**Source material**
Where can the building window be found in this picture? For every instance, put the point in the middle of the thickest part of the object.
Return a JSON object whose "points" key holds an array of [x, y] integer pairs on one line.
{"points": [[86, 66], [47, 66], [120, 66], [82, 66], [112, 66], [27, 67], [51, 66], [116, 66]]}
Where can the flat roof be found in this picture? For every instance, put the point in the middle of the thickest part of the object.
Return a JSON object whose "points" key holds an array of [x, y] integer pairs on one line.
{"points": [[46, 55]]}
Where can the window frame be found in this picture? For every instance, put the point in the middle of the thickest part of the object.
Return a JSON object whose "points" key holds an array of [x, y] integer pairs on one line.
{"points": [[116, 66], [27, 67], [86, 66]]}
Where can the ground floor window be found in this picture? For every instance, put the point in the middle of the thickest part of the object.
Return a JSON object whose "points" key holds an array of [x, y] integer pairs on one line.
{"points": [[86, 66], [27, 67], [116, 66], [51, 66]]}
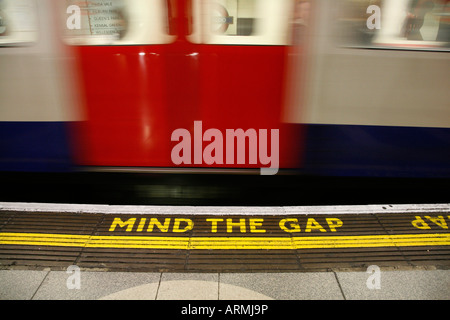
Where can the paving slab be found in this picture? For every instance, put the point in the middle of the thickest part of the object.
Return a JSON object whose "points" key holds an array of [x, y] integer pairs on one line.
{"points": [[287, 286], [20, 284], [189, 286], [396, 285], [59, 285]]}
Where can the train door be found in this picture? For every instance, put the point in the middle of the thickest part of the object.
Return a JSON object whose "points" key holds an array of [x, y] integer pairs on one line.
{"points": [[35, 108], [121, 48], [243, 64], [150, 68]]}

**To do**
Output the data above verbatim, pictures excluded.

**Expected answer**
Where can the building window be found in this picture? For every instance, put the point in the middle of the thickest part of the object.
Return a JSON object whose "points" key holds an array of [x, y] integer pairs on one line.
{"points": [[86, 66], [47, 66], [120, 66], [82, 66], [112, 66], [27, 67], [51, 66], [116, 66]]}
Where can the flat roof be found in this picture? For every instance, put the point in the middle of the thickest part of the object.
Return a JSON object whose "points" key holds an array of [x, y] integer pairs on one line.
{"points": [[46, 55]]}
Where can the window frame be found in this picture? For every instance, put the point in the middle of the thickest part of the object.
Return a JSON object whose "points" key holds an array of [x, y] integer pairs on one line.
{"points": [[116, 66], [27, 67], [86, 66]]}
Where can the ground floor window be found in this picture? For every instance, put the point in the middle of the thickest part of the object.
Return a JSON object whose "points" key holds an array of [x, y] integer pairs on one line.
{"points": [[86, 66], [27, 67], [116, 66], [51, 66]]}
Where can the paving slab be found in this picture? For every instance, put the point in the middle of the thickest part of the object.
Return a JSON object whose "points" key holds an array of [x, y] integer pairs on one line.
{"points": [[287, 286], [20, 284], [189, 286], [396, 285], [59, 285]]}
Where can the train door be found in this picture? For every instance, put the point in the middle of the thickest part of the object.
Return a JSON object whose "points" key holds an array of [x, y] integer pairs on one line.
{"points": [[35, 108], [121, 48], [243, 64], [150, 68]]}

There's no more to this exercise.